§ **How to complete this task**
The full text of the records below, minus any pictures, should be given back word for word.
------------------------------
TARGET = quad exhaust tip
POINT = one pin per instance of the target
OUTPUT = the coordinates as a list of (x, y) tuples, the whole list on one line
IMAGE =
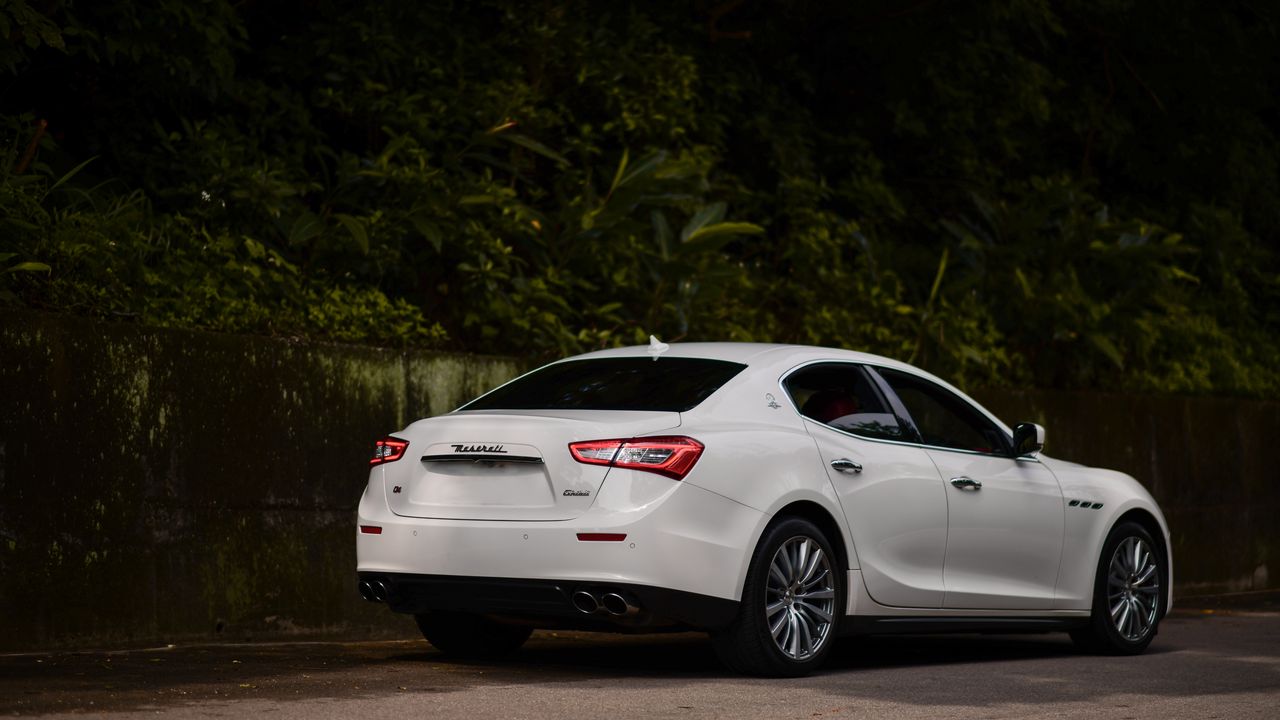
[(608, 604), (373, 591), (586, 602)]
------------------------------
§ **Reply**
TARGET = quad exhaust tip
POINT = one pin per instance of the target
OUTPUT = the coordinates as a list of (x, y) tuples, the whole list on one line
IMAGE =
[(608, 604), (373, 591), (586, 602)]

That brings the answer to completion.